== Activity ==
The answer must consist of the entries, copied exactly and in full.

== Supplied material ==
*-*-*

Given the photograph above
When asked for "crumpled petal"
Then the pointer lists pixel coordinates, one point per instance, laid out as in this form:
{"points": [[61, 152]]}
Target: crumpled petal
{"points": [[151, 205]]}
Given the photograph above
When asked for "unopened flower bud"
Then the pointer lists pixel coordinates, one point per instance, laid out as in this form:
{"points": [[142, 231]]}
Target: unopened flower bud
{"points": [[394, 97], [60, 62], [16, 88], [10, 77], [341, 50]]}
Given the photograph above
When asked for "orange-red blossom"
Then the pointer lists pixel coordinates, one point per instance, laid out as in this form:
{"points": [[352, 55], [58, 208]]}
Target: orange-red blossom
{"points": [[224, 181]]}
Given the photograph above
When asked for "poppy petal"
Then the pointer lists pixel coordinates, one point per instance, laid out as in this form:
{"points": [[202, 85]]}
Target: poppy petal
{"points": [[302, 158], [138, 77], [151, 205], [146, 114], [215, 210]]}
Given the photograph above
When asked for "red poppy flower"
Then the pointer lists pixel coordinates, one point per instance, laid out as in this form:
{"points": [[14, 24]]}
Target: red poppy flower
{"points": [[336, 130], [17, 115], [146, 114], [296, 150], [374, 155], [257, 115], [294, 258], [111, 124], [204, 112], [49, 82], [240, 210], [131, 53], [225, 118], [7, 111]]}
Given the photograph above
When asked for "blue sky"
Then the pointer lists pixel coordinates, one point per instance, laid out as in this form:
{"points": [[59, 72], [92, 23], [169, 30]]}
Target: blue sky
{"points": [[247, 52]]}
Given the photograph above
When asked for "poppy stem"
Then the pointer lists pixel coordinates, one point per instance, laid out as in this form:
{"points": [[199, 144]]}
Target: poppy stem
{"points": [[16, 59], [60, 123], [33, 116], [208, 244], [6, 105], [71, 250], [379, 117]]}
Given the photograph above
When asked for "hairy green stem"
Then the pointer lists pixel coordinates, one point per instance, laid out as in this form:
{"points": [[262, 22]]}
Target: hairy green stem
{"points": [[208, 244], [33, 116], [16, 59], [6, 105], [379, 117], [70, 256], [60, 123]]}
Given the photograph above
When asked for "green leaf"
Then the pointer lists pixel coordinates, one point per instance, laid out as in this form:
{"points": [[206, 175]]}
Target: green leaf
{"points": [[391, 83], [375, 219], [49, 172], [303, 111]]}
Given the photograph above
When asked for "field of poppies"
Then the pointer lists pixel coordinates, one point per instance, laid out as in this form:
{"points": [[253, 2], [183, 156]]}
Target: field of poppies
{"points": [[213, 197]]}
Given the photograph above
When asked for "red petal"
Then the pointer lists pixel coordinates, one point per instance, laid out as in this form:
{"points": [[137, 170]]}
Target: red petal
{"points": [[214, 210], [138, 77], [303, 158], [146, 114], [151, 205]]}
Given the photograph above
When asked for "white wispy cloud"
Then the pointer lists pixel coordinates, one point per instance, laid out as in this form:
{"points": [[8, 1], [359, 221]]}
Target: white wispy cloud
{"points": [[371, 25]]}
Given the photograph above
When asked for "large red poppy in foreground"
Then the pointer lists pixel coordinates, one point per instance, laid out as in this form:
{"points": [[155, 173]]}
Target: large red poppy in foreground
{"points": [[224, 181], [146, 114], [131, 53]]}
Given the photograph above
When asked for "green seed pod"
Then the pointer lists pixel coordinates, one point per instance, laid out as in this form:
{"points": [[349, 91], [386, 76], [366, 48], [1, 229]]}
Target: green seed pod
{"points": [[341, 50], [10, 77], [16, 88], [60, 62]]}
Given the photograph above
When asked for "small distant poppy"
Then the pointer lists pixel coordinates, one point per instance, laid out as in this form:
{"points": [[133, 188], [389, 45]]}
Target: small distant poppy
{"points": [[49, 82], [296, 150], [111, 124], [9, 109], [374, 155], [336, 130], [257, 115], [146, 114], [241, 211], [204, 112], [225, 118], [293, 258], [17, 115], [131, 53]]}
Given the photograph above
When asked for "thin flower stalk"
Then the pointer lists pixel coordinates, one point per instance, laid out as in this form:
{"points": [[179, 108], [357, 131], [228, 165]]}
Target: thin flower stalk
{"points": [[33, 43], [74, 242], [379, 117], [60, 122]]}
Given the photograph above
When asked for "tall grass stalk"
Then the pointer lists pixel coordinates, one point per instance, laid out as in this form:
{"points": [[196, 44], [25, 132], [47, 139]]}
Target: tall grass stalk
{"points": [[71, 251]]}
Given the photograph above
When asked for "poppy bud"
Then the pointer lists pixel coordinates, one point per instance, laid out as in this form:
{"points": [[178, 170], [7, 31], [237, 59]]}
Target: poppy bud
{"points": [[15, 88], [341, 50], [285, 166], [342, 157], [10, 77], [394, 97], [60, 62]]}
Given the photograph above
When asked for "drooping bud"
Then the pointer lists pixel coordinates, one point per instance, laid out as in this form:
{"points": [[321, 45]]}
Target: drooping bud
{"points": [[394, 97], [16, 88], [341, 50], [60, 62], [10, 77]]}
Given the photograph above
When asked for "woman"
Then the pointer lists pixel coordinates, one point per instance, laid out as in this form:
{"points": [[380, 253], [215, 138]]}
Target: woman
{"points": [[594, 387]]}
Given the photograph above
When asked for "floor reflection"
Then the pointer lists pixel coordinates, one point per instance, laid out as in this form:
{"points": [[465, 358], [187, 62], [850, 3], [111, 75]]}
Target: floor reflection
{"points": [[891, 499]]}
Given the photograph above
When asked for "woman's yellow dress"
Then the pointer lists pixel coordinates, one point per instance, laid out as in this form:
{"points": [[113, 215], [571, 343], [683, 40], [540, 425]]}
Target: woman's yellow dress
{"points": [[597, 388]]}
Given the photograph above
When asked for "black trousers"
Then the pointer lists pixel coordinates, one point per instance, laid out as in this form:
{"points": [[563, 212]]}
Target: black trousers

*-*-*

== Answer box ==
Given the photograph above
When asked for "crumpled petal"
Then the pointer lists pixel coordinates, one point per instance, laid out as in this form:
{"points": [[61, 152]]}
Target: crumpled petal
{"points": [[151, 205]]}
Given the photograph above
When asked for "unopened flower bud"
Then the pointer lists pixel coordinates, one point per instance, laid out as in this form:
{"points": [[142, 231]]}
Target: unopened flower bud
{"points": [[394, 97], [60, 62], [16, 88], [10, 77], [341, 50]]}
Given the photograph above
When asked for "orange-red blossom"
Then the pointer lists pixel coordinates, one point per instance, laid out as in this form:
{"points": [[352, 55], [58, 208]]}
Target: orange-red blossom
{"points": [[224, 181]]}
Given the photograph above
When asked for "poppy petal"
Then the pointer lists pixel coordinates, one point per instance, laid out as in this form:
{"points": [[202, 85]]}
Target: poppy petal
{"points": [[302, 158], [138, 77], [151, 205], [146, 114], [215, 210]]}
Given the photograph above
When asked for "red poppy flower"
Then the pointer lists pixel coordinates, one point per instance, laid out as in this form:
{"points": [[14, 24]]}
Target: red poppy flower
{"points": [[336, 130], [17, 115], [146, 114], [296, 150], [374, 155], [257, 115], [294, 258], [111, 124], [204, 112], [49, 82], [240, 210], [131, 53], [225, 118], [7, 111]]}
Given the photograph above
When asked for "blue sky"
Then the pointer lists pixel coordinates, one point per instance, laid out as in this form:
{"points": [[59, 72], [92, 23], [169, 30]]}
Target: blue sky
{"points": [[247, 52]]}
Given the photograph above
When asked for "poppy stem"
Then the pointer lists pixel coordinates, one point per instance, laid out as in this form:
{"points": [[199, 144]]}
Target: poppy stem
{"points": [[16, 59], [60, 123], [33, 116], [208, 244], [6, 105], [71, 250], [379, 117]]}
Given the photograph above
When asked for "hairy green stem"
Then the pointer lists pixel coordinates, one point per instance, laid out as in this form:
{"points": [[262, 22]]}
Target: hairy green stem
{"points": [[208, 244], [33, 116], [16, 59], [6, 105], [379, 117], [70, 256], [60, 123]]}
Given the photograph above
When asked for "green leaf"
Then the pointer lists pixel coordinates, one point per instance, laid out as in this form:
{"points": [[206, 175]]}
Target: green leaf
{"points": [[391, 83], [375, 219], [49, 172], [303, 111]]}
Given the photograph above
When asked for "field of poppies"
Then the pointer lists pixel coordinates, one point per instance, laid out as in this form:
{"points": [[253, 2], [183, 156]]}
Target: field of poppies
{"points": [[213, 197]]}
Given the photograph above
When asked for "red petal"
Then the pointer lists pixel coordinates, one point per instance, laid out as in this form:
{"points": [[137, 170]]}
Target: red petal
{"points": [[214, 210], [138, 77], [303, 158], [146, 114], [151, 205]]}
Given the photograph above
When asked for "white wispy cloud"
Then the pointer lists pixel coordinates, one point per instance, laid out as in this form:
{"points": [[8, 1], [359, 221]]}
Target: white wispy cloud
{"points": [[371, 25]]}
Given the photograph above
When asked for "large red poppy in foreground"
Then the pointer lists pixel coordinates, one point per instance, laid out as in this form:
{"points": [[155, 173]]}
Target: large red poppy in foreground
{"points": [[224, 181], [146, 114], [131, 53]]}
Given the photograph above
When asked for "green seed pod"
Then the pointer lists pixel coordinates, one point per instance, laid out as in this form:
{"points": [[349, 91], [386, 76], [366, 48], [1, 229]]}
Target: green seed pod
{"points": [[341, 50], [10, 77], [16, 88], [60, 62]]}
Given the photograph above
When asked for "small distant poppy"
Then the pointer lists pixel coordinates, one point per instance, laid out as in this form:
{"points": [[133, 188], [389, 45]]}
Target: small distant poppy
{"points": [[49, 82], [296, 150], [111, 124], [9, 109], [374, 155], [336, 130], [257, 115], [146, 114], [241, 211], [204, 112], [225, 118], [293, 258], [17, 115], [131, 53]]}
Given the photograph above
When asked for "thin flower stalk"
Then the pointer lists pixel coordinates, one point per instance, laid out as in this form:
{"points": [[179, 108], [357, 131], [228, 165]]}
Target: thin flower stalk
{"points": [[33, 43], [74, 242], [379, 117], [60, 122]]}
Given the photograph above
When asked for "tall grass stalk"
Then the pointer lists pixel coordinates, one point per instance, laid out as in this form:
{"points": [[196, 44], [25, 132], [47, 139]]}
Target: tall grass stalk
{"points": [[71, 251]]}
Given the photograph above
When asked for "poppy bud"
Then the pointer lists pixel coordinates, one point per instance, laid out as in this form:
{"points": [[178, 170], [7, 31], [237, 59]]}
Target: poppy bud
{"points": [[15, 88], [341, 50], [285, 166], [342, 157], [10, 77], [394, 97], [60, 62]]}
Given the photograph above
When asked for "drooping bud"
Then the pointer lists pixel coordinates, one point per instance, laid out as in this form:
{"points": [[321, 45]]}
Target: drooping bud
{"points": [[394, 97], [16, 88], [341, 50], [60, 62], [10, 77]]}
Given the photograph above
When asked for "woman"
Then the pointer lists pixel coordinates, one point per instance, laid out as in this form:
{"points": [[380, 253], [215, 138]]}
Target: woman
{"points": [[594, 387]]}
Given the photograph above
When asked for "floor reflection"
Then the pointer lists pixel coordinates, one point per instance, laid out as in this form:
{"points": [[465, 358], [187, 62], [850, 3], [111, 75]]}
Target: floor reflection
{"points": [[891, 499]]}
Given the photograph above
When asked for "woman's yellow dress"
Then the pointer lists pixel coordinates, one point per instance, laid out as in this form:
{"points": [[113, 215], [571, 343], [683, 40], [540, 425]]}
Target: woman's yellow dress
{"points": [[597, 388]]}
Given the photograph above
When asked for "black trousers"
Then the pointer lists pixel coordinates, one point per instance, laid out as in this form:
{"points": [[563, 212]]}
Target: black trousers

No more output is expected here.